Blog | QSC Documentation

Category Select Component

December 22, 2022 · 2 min read

The category select component displays a navigation or tree structure in drop down boxes.

the first dropdown lists all entry from level 0
when the user select an entry in the first dropdown, a second dropdown apears which contains all childs of the selected
the siblings of the first dropdown keep visible

advantages

the tree can have a lot of elements but keeps small
for each level, just one drop down box

API

in the the API the data is returned as a facet
the id starts with the configured id: myCategory
followed by the Suffix Tree
and the number of the level
myCategoryTree0
myCategoryTree1
myCategoryTree2
when the user select the entry in the first dropdown the filter of this entry must be used as a filter in the request
the QSC automatically returns the next level

|--> Kunden
|     |--> Buchhaltung
|     |      |--> Konto
|     |      |--> Service
|     |      |--> Kontakte
|     |      |--> Kündigung
|     |--> Konzerne
|     |--> SMB
|--> Vertrieb
|--> Marketing

{
    "facets": [
        {
            "name": "myCategory",
            "id": "myCategoryTree0",
            "type": "categorySelect",
            "filterName": "myCategoryTree0",
            "count": 3,
            "resultCount": 67,
            "values": [
                {
                    "value": "Kunden",
                    "count": 63,
                    "filter": "myCategoryTree0=123456%7C-%7C2%7C-%7CKunden"
                },
                {
                    "value": "Vertrieb",
                    "count": 2,
                    "filter": "myCategoryTree0=211022%7C-%7C1%7C-%7CVertrieb"
                },
                {
                    "value": "Marketing",
                    "count": 2,
                    "filter": "myCategoryTree0=255044%7C-%7C3%7C-%7CMarketing"
                }
            ]
        },
        {
            "name": "myCategory",
            "id": "myCategoryTree1",
            "type": "categorySelect",
            "filterName": "myCategoryTree1",
            "count": 3,
            "resultCount": 18,
            "values": [
                {
                    "value": "Buchhaltung",
                    "count": 10,
                    "filter": "myCategoryTree1=123456%7C-%7C2%7C-%7CKunden%7C___%7C789012%7C-%7C14%7C-%7CBuchhaltung"
                },
                {
                    "value": "Konzerne",
                    "count": 4,
                    "filter": "myCategoryTree1=123456%7C-%7C2%7C-%7CKunden%7C___%7C132277%7C-%7C8%7C-%7CKonzerne"
                },
                {
                    "value": "SMB",
                    "count": 4,
                    "filter": "myCategoryTree1=123456%7C-%7C2%7C-%7CKunden%7C___%7C732606%7C-%7C12%7C-%7CSMB"

Records provided =
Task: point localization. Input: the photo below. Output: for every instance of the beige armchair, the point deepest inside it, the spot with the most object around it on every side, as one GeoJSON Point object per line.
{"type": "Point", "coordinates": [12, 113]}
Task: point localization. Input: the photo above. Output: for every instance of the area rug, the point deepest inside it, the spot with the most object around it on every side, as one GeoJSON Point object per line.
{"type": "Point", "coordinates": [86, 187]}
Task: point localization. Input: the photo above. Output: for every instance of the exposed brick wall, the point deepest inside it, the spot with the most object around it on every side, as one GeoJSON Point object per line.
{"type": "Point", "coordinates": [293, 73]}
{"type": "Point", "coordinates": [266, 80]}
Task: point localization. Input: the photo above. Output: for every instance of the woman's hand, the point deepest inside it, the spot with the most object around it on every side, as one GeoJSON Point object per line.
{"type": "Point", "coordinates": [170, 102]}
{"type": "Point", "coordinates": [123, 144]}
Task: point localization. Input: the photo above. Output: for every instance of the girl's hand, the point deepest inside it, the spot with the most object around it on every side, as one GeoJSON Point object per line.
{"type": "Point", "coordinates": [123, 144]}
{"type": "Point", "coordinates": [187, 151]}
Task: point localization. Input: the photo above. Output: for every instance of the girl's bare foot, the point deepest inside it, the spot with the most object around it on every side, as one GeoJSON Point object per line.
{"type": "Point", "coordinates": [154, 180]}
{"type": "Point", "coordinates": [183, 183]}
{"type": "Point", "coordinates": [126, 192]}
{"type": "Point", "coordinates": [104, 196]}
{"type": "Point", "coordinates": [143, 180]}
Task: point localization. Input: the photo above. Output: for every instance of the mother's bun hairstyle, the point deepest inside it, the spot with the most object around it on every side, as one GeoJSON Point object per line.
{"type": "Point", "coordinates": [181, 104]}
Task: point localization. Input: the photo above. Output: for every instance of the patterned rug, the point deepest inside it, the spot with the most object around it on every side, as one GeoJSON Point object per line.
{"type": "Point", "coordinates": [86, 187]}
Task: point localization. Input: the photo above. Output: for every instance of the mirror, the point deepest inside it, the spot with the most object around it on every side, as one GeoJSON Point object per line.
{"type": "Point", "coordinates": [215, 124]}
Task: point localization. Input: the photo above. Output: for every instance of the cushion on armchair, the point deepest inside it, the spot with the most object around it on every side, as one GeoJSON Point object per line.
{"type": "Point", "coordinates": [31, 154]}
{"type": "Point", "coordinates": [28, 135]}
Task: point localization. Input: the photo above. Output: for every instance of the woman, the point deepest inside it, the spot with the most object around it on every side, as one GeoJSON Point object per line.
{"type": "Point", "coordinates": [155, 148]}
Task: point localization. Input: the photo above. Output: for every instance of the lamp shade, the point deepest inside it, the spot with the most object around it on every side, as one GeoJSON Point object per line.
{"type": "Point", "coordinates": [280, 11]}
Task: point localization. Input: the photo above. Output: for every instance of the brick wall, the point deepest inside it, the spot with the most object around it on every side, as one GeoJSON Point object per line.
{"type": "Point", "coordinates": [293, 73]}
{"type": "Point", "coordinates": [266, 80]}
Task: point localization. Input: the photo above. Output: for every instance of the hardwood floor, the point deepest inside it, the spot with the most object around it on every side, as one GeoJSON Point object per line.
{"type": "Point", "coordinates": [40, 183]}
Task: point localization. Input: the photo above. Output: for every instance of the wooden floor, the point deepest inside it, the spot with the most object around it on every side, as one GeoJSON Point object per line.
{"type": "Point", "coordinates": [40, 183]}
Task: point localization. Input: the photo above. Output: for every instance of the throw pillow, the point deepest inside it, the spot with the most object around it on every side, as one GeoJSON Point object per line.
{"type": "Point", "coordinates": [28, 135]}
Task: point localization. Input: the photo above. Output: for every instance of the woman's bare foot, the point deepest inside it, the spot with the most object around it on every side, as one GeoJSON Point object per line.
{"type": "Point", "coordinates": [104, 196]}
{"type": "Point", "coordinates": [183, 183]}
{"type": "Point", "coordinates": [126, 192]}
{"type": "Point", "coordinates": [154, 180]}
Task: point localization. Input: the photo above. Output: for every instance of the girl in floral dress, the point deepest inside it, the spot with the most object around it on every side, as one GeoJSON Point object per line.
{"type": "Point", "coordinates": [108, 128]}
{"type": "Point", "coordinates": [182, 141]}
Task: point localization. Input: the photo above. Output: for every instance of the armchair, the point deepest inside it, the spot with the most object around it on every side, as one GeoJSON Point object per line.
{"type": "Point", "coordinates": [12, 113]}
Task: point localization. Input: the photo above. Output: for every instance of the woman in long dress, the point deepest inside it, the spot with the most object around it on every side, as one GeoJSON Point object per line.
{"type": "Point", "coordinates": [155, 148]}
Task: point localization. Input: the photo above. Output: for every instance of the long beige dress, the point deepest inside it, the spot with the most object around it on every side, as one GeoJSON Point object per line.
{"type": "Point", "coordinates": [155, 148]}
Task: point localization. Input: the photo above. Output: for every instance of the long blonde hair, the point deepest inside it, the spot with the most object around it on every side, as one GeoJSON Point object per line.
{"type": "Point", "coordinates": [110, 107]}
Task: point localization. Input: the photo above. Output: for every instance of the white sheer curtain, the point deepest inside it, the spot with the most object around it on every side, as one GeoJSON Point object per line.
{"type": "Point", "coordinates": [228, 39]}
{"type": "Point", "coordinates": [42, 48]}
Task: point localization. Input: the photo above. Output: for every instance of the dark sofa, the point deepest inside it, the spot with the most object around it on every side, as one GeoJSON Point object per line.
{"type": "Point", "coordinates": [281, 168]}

Exercise task 1 = In the category select page, what comes after the configured id in a facet's id?
Exercise task 2 = Go on with the category select page from the point where it stops.
Nothing here needs the lines.

Written answer 1 = The suffix Tree, followed by the number of the level.

Written answer 2 =
                }
            ]
        },
        {
            "name": "myCategory",
            "id": "myCategoryTree2",
            "type": "categorySelect",
            "filterName": "myCategoryTree2",
            "count": 4,
            "resultCount": 10,
            "values": [
                {
                    "value": "Konto",
                    "count": 4,
                    "filter": "myCategoryTree2=123456%7C-%7C2%7C-%7CKunden%7C___%7C789012%7C-%7C14%7C-%7CBuchhaltung%7C___%7C237126%7C-%7C2%7C-%7CKonto"
                },
                {
                    "value": "Service",
                    "count": 2,
                    "filter": "myCategoryTree2=123456%7C-%7C2%7C-%7CKunden%7C___%7C789012%7C-%7C14%7C-%7CBuchhaltung%7C___%7C244122%7C-%7C0%7C-%7CService"
                },
                {
                    "value": "Kontakte",
                    "count": 2,
                    "filter": "myCategoryTree2=123456%7C-%7C2%7C-%7CKunden%7C___%7C789012%7C-%7C14%7C-%7CBuchhaltung%7C___%7C937264%7C-%7C1%7C-%7CKontakte"
                },
                {
                    "value": "Kündigung",
                    "count": 2,
                    "filter": "myCategoryTree2=123456%7C-%7C2%7C-%7CKunden%7C___%7C789012%7C-%7C14%7C-%7CBuchhaltung%7C___%7C837440%7C-%7C4%7C-%7CK%C3%BCndigung"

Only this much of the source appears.